━━━━━ Task material

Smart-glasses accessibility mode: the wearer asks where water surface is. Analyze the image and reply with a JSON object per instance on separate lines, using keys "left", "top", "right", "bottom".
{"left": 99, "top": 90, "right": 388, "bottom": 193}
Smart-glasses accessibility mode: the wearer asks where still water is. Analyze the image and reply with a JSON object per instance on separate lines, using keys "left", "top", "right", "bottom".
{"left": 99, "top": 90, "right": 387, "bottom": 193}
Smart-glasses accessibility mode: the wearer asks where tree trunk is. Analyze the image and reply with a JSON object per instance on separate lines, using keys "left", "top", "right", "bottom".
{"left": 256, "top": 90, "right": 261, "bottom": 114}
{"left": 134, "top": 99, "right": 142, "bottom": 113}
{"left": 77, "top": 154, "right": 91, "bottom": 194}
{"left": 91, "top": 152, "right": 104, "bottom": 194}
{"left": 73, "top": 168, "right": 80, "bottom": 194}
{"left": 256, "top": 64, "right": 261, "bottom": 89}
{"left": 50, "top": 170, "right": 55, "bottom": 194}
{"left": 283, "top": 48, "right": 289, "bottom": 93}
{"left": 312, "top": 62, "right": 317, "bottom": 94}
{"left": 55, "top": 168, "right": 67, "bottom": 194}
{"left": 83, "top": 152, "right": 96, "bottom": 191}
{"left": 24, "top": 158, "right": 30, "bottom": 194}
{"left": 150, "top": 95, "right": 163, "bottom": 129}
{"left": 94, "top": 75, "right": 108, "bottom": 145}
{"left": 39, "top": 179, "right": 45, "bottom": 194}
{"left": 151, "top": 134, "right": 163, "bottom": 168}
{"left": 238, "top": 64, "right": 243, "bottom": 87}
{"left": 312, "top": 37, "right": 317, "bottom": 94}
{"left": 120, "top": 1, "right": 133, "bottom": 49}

━━━━━━━━━━

### Prompt
Copy out, word for word, only the lines from the one with "Smart-glasses accessibility mode: the wearer asks where still" through the last line of the material above.

### Your solution
Smart-glasses accessibility mode: the wearer asks where still water is. Analyze the image and reply with a JSON object per instance on separate lines, using keys "left", "top", "right", "bottom".
{"left": 99, "top": 90, "right": 387, "bottom": 193}
Smart-glasses accessibility mode: the wearer asks where tree trunk is. Analyze the image and reply with a JSON object per instance on separate lines, using keys "left", "top", "right", "bottom".
{"left": 256, "top": 90, "right": 261, "bottom": 114}
{"left": 134, "top": 99, "right": 142, "bottom": 113}
{"left": 77, "top": 154, "right": 91, "bottom": 194}
{"left": 91, "top": 152, "right": 104, "bottom": 194}
{"left": 73, "top": 168, "right": 80, "bottom": 194}
{"left": 256, "top": 64, "right": 261, "bottom": 89}
{"left": 50, "top": 170, "right": 55, "bottom": 194}
{"left": 283, "top": 48, "right": 289, "bottom": 93}
{"left": 312, "top": 62, "right": 317, "bottom": 94}
{"left": 55, "top": 168, "right": 67, "bottom": 194}
{"left": 83, "top": 152, "right": 96, "bottom": 191}
{"left": 24, "top": 158, "right": 30, "bottom": 194}
{"left": 150, "top": 95, "right": 163, "bottom": 129}
{"left": 94, "top": 75, "right": 108, "bottom": 145}
{"left": 39, "top": 179, "right": 45, "bottom": 194}
{"left": 151, "top": 134, "right": 163, "bottom": 168}
{"left": 238, "top": 64, "right": 243, "bottom": 87}
{"left": 312, "top": 37, "right": 317, "bottom": 94}
{"left": 120, "top": 1, "right": 133, "bottom": 49}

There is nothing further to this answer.